WORK TASK
Restate the whole of the data below word for word, skipping the images.

DATASET CONTENT
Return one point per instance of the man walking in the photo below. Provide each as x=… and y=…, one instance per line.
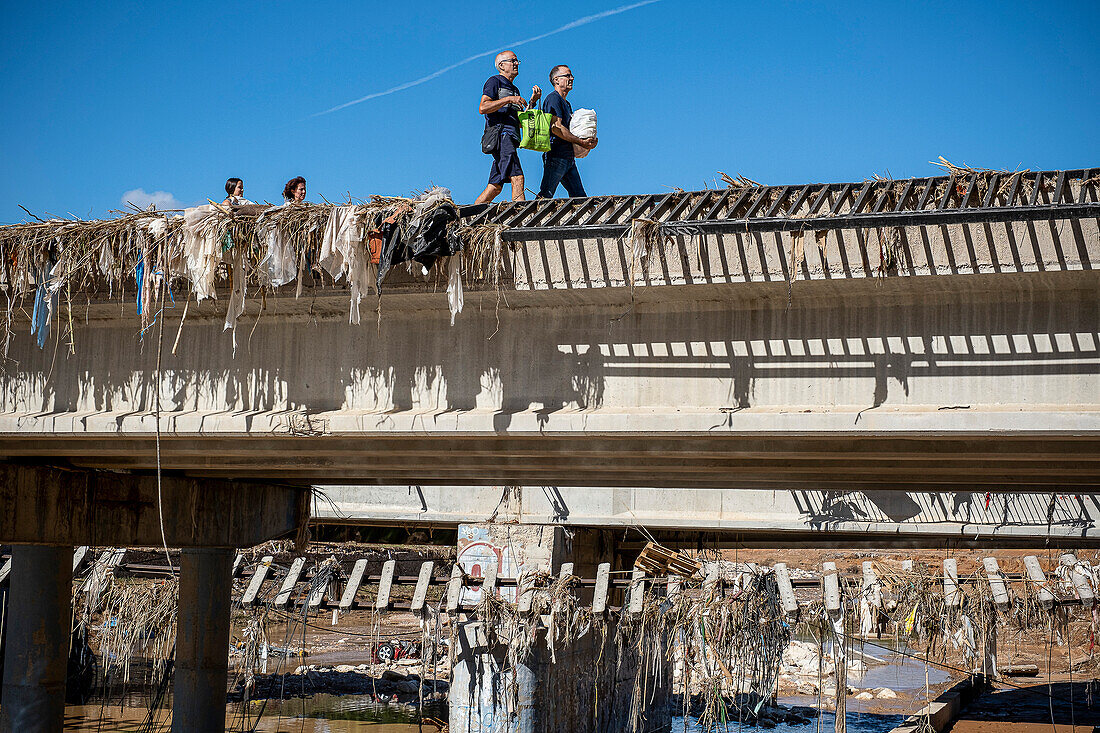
x=501, y=105
x=559, y=165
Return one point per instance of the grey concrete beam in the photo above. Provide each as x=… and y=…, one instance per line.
x=773, y=517
x=723, y=458
x=581, y=382
x=201, y=669
x=56, y=506
x=40, y=621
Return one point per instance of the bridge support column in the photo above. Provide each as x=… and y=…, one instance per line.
x=545, y=691
x=40, y=619
x=202, y=639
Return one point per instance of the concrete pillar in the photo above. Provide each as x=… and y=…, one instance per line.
x=585, y=688
x=40, y=624
x=202, y=639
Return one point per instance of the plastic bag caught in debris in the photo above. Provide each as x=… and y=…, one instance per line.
x=583, y=124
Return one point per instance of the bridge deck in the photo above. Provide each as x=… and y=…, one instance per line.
x=798, y=359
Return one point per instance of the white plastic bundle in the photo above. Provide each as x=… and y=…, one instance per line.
x=583, y=124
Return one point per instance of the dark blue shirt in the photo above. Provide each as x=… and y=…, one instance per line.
x=560, y=108
x=498, y=87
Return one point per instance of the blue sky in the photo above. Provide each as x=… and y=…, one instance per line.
x=100, y=99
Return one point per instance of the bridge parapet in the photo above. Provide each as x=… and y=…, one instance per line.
x=569, y=378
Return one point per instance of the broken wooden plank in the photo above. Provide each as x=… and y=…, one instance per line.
x=1037, y=579
x=996, y=582
x=454, y=589
x=257, y=580
x=384, y=584
x=952, y=595
x=353, y=582
x=420, y=593
x=292, y=577
x=600, y=594
x=672, y=590
x=658, y=560
x=787, y=599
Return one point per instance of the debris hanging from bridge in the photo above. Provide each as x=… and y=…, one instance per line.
x=146, y=256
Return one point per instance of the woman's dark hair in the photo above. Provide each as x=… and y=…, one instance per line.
x=290, y=185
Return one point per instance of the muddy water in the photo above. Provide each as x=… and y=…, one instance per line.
x=327, y=714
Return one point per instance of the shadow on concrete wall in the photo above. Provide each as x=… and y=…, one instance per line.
x=826, y=510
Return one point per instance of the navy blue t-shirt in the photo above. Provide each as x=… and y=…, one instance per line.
x=560, y=108
x=498, y=87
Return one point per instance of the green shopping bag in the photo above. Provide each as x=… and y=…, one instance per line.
x=535, y=130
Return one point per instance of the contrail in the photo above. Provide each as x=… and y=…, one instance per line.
x=568, y=26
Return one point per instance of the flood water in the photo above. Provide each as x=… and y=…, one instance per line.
x=355, y=714
x=327, y=713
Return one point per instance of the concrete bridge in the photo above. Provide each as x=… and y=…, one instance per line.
x=943, y=346
x=825, y=361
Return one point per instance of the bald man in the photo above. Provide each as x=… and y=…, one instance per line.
x=501, y=105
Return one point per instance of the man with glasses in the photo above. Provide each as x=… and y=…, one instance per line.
x=559, y=165
x=501, y=105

RESPONSE TO THE TASK
Return one point per instance of the man walking in the photo below. Provide each as x=… and y=…, one instance per line.
x=501, y=105
x=559, y=165
Return one point per instance of the grey concrete beam in the photo above. Provide each as x=… and y=…, one instance per line.
x=773, y=517
x=723, y=458
x=581, y=382
x=201, y=669
x=56, y=506
x=40, y=621
Return one point per instance of the bridge support column in the photo above. Provide each as x=… and y=…, one instance per line.
x=545, y=691
x=40, y=619
x=202, y=639
Return one point per instance of the concrete pillar in the photo above. Provide each as x=… and y=…, one instance per line.
x=585, y=688
x=40, y=624
x=202, y=639
Return one point per instance of the plastic bag caught in debris in the photo above. Provide each as x=… and y=…, one instance per line.
x=583, y=124
Return one point per instance of the bridge deck in the photo above. Provide each as x=… and y=…, one instance per line.
x=798, y=359
Return one point per instance of the white plastic bundle in the photo above. Provide each as x=… and y=…, one instance per line.
x=583, y=124
Return one point per instance of the dark blue shirt in the photo above. Provide each as x=… and y=…, one instance per line.
x=560, y=108
x=498, y=87
Return one point per instance of the blue sky in the photo above. Provide each as x=… and y=…, one instance per line.
x=100, y=99
Return one point per instance of the bridge parapet in the photo above. Provide each as x=… and y=…, one instance per line.
x=569, y=378
Return one point per instance of the broken wooden plank in the photo above. Provide each as x=… and y=…, one instance per line.
x=1037, y=579
x=996, y=582
x=454, y=589
x=257, y=580
x=384, y=584
x=952, y=595
x=353, y=582
x=420, y=593
x=292, y=577
x=600, y=594
x=672, y=590
x=658, y=560
x=787, y=599
Return one point per instance of the debris hanging from bridge in the photo above. Provide each as x=… and y=…, one instance per line.
x=146, y=256
Return one point per instance of the woman's dark hair in the photo above. Provide each as x=… and y=…, one instance per line.
x=290, y=185
Return one point per instance of the muddy water in the photo above. Provide each as x=… and y=…, one instance per line.
x=327, y=714
Return one point per instance of the shadow on concrete wall in the photo above. Provide each as x=… and y=…, one instance per line.
x=826, y=510
Return one point per instance of the navy blue t-shirt in the photo above. Provide each as x=… and y=…, one instance per line.
x=560, y=108
x=498, y=87
Return one point per instance of the green shopping bag in the photo above. Provide each as x=… and y=…, one instance per line.
x=535, y=130
Return one point per instance of the contrail in the photo above. Provide each as x=… and y=…, one instance per line.
x=568, y=26
Return one point per instance of the flood water in the photo above. Provide each as x=… and y=…, one instance per line.
x=355, y=714
x=327, y=713
Return one point per instance of the concrete bridge in the photo above. Provide each as x=… and y=…, one instance per line.
x=943, y=346
x=825, y=361
Return one point per instance of the bald man in the photo above. Provide each as x=… and y=…, one instance per line.
x=501, y=105
Return one point per instance of the man with glasses in the photo above. Provide each as x=… and y=…, one instance per line.
x=559, y=165
x=501, y=105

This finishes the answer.